- **Text shown**
★ ★ ★ ★ ★ ★ ★

Brain Protective Chocolate and Apricot Energy Balls

November 20, 2019 Louise Carr
Apricot_Balls_FB.jpg

November is Alzheimers Awareness Month and a perfect time to focus on lifestyle and nutrition practices, recipes and information that empowers to support our optimal brain health.

 

You might wonder why eating to support brain health should be a priority in your thirties, forties fifties and sixties woman and in return I would ask you; 

Do you have stress?

Do you sleep like a baby for 8 hours a night?

Have you ever experienced brain fog, anxiety or the blues?

Be real with me here sister! All of the symptoms mentioned above are ones we talk about when we meet for coffee and joke about being part and parcel of the midlife female experience.

Between 2000 and 2017 death’s in North America due to Alzheimers increased by 145% and two thirds of all sufferers of Alzheimers are women.

For many years we have lived with the rationalization that because women live longer than men, they are by default going to make up a greater percentage of Alzheimers patients but as the women live on average only 5 years longer than men and the onset of Alzheimers from commencement to diagnosis averages 10 year…this math did not make sense.

Finally more research into women experience of Alzheimers is being carried out and there is currently an ongoing re-think around the female pathway into dementia as it differs significantly from that of men.

And, so, opinions are changing and science is learning that

1.     Womens’ brains may need more ‘protection’ than male brains, from stress and poor eating habits.

2.     That women with Alzheimers are not being detected under current testing regimes with tests designed by and for men. Women universally have greater verbal skills (shout out to the chat, the gossip, verbal connection and talkiness that defines the beauty of women!) and so pass verbal testing despite having early onset Alzheimers.     

3.     That women have more divergent thinking patterns than men and that this contributes to the unhealthy protein that lays down plaque in the brain as part of Alzheimers disease to be more widely spread throughout different centers of the brain.

4.     That moving through menopause pre-disposes a womans brain to dementia because of the loss of the neuro-protective properties of estrogen. Studies are not claiming causation for menopause and Alzheimers BUT that if you are predisposed to Alzheimers then menopause can act as a trigger.

★ ★ ★ ★ ★ ★ ★

Stored records:
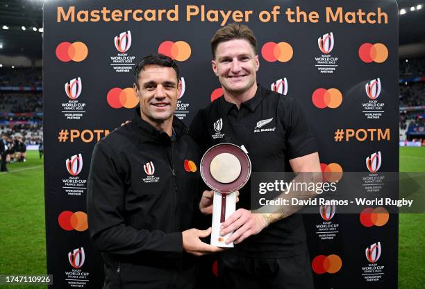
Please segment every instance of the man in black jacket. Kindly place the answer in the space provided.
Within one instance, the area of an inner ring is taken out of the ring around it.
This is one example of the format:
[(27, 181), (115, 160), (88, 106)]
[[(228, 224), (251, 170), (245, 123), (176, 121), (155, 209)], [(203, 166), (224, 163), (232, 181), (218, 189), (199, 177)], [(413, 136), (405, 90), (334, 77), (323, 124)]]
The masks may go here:
[(199, 146), (174, 117), (178, 69), (162, 55), (135, 68), (140, 109), (131, 123), (94, 147), (88, 188), (90, 237), (105, 261), (104, 288), (192, 288), (186, 253), (221, 249), (203, 243), (210, 229), (190, 229), (199, 188)]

★ ★ ★ ★ ★ ★ ★

- **Activity list**
(a) Copy from the post on women's brain health, starting at the words "Between 2000 and" and ending after "that of men.".
(b) Continue the post on women's brain health from the end of its last sentence.

- **Written answers**
(a)
Between 2000 and 2017 death’s in North America due to Alzheimers increased by 145% and two thirds of all sufferers of Alzheimers are women.

For many years we have lived with the rationalization that because women live longer than men, they are by default going to make up a greater percentage of Alzheimers patients but as the women live on average only 5 years longer than men and the onset of Alzheimers from commencement to diagnosis averages 10 year…this math did not make sense.

Finally more research into women experience of Alzheimers is being carried out and there is currently an ongoing re-think around the female pathway into dementia as it differs significantly from that of men.

(b)
All of this information brings us back to point one and the only message we really need to receive… Womens brains need more protection than mens from the onset of Alzheimers and dementia.

Easy to make in only 15 minutes, below is a recipe that will help you to balance your blood sugar levels and fuel your brain on a daily basis. Make a batch of 12 of these Chocolate, Apricot Energy Balls to keep in your refrigerator and know that when you reach for a snack, you are also deeply protecting your future cognitive function!

If brain health is your priority, you need to check out my recipe for Omega 3 Rich Sardine Pate. Click here for a recipe.

Brain Protective Chocolate, Apricot Energy Balls

Ingredients

                          11/2 cups unsulphured dried apricots

                          1 cup shredded coconut

                          1/4 cup cacao paste or organic cocoa powder

                          1tbsp coconut oil

                          zest of 1 orange

                          1/4tsp sea salt

Instructions

·      In a food processor pulse the dried apricots until they form a paste.

·      Pulse in the cacao paste or cocoa and orange zest to combine.

·      In a large bowl plug the shredded coconut, sea salt and spirulina and combine.

·      Add the apricot/chocolate paste and coconut oil and combine all ingredients with the hands.

·      Form into balls and roll in additional shredded coconut if desired.

Store in the refrigerator.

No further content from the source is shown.